══ QUOTED PASSAGE ══

Serif Graphic Fonts

Alternative and creative. Site must be viewed at 1024 X 1168 resolution.

If you look at our first example below, you will see the serifs very well demonstrated. The areas where vertical and horizontal lines meet are softened with a curve. The ends of strokes do not end, but are capped.


     
 
Engravers This is a beautiful serif font, available only in capitals or uppercase, and based on the alphabet of Roman antiquity. This font demonstrates the beauty of serifs on each of its letters. The serifs lend balance, flow, and help to round the letters and also connect them. The font also presents broad strokes combined with fine strokes which the serifs help to conterpoint. This type of lettering would typically be used carved on monuments or on engraved plates, thus its name, Engravers. This font lends class any where it is used and most appropriately should be used where antiquity and acadamia are important, such as: for banks, politics, museums, accounting firms, and lawyers.

 
     

SF Gothican The serifs on this font are not gracefully rounded. They appear to be there only because they must. This serif font presents more like a sanserif font, and thus is revolutionary. The strokes on the letters are all of the same width. If most sanserif fonts can be described as penned with a feathered quill, this one can be described as penned with a ballpoint. This font presents as intellectual, but rushed, without the care of prethought or as if it is the product of thought itself and not being copied down after the fact. This was the trend in times of old, to compose something and then do it in good. This font seems to be one that could be used for composing in good, and loose the intermediary stage. That would therefore, make this a very creative font. This font would bridge renaissance into gothic.

     

Times New Roman This is the most common font in use today in North America and Europe, believe it or not. For decades and still today, this is the accepted type set for books. If you don't believe me, pull out a few paperbacks or even hard cover books and look. This is the default font which appears in HTML and MS Word, if you do not designate a different font face. We are still stuck in the days of Times New Roman. This font, they say, reads well in magazines, newspapers and all the presses are set with this face. Why change something that works? If you want to appear faceless, devoid of personality, regular, stero-typical, this is the font to use. We chose not to use it on our site. Nuf Said?

═══
══ SUPPLIED ENTRIES ══

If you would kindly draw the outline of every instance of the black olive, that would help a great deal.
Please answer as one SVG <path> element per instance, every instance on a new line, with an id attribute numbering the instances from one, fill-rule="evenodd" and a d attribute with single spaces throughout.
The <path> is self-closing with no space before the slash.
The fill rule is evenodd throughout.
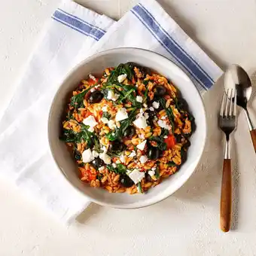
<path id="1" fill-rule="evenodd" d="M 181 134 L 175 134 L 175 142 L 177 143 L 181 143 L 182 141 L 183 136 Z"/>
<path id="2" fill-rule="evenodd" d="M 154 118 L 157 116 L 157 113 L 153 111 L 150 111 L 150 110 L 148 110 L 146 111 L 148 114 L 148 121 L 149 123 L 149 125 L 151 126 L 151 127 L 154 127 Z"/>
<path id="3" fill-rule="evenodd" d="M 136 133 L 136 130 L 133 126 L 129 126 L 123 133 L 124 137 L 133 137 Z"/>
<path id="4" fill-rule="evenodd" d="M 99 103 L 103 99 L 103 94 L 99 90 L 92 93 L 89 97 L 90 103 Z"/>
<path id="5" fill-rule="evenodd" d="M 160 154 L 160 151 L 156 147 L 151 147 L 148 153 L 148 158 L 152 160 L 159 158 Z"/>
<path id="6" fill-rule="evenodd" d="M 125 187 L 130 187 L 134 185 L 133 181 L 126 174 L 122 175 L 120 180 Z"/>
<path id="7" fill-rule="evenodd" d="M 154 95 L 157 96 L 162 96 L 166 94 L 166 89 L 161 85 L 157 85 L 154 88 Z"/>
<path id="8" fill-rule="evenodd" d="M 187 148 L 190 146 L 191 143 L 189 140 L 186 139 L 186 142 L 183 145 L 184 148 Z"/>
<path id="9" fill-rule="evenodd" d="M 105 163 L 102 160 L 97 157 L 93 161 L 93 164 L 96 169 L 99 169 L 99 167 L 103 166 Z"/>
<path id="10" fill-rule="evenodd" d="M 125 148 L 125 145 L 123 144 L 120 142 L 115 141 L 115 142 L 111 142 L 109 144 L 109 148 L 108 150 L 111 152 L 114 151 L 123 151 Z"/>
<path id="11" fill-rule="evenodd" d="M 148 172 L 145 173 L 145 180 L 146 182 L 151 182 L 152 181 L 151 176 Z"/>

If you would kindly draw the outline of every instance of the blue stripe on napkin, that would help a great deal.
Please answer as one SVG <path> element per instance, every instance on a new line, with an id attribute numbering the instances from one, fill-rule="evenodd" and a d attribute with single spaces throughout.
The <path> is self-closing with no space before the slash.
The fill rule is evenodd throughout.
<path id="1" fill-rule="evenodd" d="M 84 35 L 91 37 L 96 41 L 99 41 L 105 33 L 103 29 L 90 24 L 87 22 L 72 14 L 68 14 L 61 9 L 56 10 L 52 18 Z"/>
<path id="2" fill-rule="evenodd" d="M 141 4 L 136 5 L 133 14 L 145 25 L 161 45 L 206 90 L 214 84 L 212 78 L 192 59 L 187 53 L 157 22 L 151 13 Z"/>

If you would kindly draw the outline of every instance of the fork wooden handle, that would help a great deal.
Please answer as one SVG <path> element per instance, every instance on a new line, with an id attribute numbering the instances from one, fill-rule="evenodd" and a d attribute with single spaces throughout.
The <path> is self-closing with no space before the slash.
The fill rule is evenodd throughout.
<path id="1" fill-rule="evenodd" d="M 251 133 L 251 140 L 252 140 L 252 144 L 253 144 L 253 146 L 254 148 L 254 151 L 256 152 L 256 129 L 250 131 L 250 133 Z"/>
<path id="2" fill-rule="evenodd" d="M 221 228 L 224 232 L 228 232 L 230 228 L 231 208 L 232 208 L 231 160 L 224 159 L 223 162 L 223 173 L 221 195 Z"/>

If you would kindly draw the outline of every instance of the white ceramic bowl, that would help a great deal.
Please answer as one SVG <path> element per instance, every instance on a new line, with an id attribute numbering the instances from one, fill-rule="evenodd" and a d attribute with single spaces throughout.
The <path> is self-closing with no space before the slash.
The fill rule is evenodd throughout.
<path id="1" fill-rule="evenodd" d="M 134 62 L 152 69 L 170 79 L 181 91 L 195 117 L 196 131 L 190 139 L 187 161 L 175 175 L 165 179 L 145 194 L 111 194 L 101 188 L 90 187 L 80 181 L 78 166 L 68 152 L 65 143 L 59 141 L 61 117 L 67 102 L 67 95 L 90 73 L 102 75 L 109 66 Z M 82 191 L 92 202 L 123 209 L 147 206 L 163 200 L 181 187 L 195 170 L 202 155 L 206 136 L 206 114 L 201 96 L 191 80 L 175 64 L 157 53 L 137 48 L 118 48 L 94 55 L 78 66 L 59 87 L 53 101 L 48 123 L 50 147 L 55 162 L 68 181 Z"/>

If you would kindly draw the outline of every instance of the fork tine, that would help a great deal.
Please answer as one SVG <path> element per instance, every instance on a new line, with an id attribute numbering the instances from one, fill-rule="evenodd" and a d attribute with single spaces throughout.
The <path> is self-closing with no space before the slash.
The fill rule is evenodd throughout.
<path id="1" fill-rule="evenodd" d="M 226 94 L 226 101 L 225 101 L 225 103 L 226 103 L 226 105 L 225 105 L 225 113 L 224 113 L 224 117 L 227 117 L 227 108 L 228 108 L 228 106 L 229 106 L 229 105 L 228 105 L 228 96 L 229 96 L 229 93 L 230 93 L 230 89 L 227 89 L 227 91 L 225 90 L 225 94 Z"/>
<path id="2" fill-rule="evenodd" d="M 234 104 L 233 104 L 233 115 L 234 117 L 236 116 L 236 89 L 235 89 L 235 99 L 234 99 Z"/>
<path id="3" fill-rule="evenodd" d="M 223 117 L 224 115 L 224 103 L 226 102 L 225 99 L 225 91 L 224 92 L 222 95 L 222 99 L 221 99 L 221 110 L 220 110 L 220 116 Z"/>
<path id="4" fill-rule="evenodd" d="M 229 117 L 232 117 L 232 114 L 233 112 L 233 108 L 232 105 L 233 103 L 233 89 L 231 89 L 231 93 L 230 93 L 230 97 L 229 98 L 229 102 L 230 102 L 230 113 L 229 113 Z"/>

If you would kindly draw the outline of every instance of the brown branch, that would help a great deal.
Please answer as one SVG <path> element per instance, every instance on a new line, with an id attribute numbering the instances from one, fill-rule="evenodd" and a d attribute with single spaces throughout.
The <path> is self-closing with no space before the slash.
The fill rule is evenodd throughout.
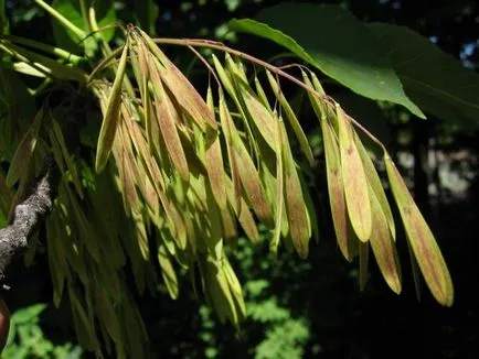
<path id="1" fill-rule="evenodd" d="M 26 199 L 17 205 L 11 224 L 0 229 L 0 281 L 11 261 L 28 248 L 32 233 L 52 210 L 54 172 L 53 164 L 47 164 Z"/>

═══

- [SET TASK]: Reproduce the passage of the text on serif fonts from "Times New Roman This" up to and including "site. Nuf Said?".

- [EXERCISE ANSWER]:
Times New Roman This is the most common font in use today in North America and Europe, believe it or not. For decades and still today, this is the accepted type set for books. If you don't believe me, pull out a few paperbacks or even hard cover books and look. This is the default font which appears in HTML and MS Word, if you do not designate a different font face. We are still stuck in the days of Times New Roman. This font, they say, reads well in magazines, newspapers and all the presses are set with this face. Why change something that works? If you want to appear faceless, devoid of personality, regular, stero-typical, this is the font to use. We chose not to use it on our site. Nuf Said?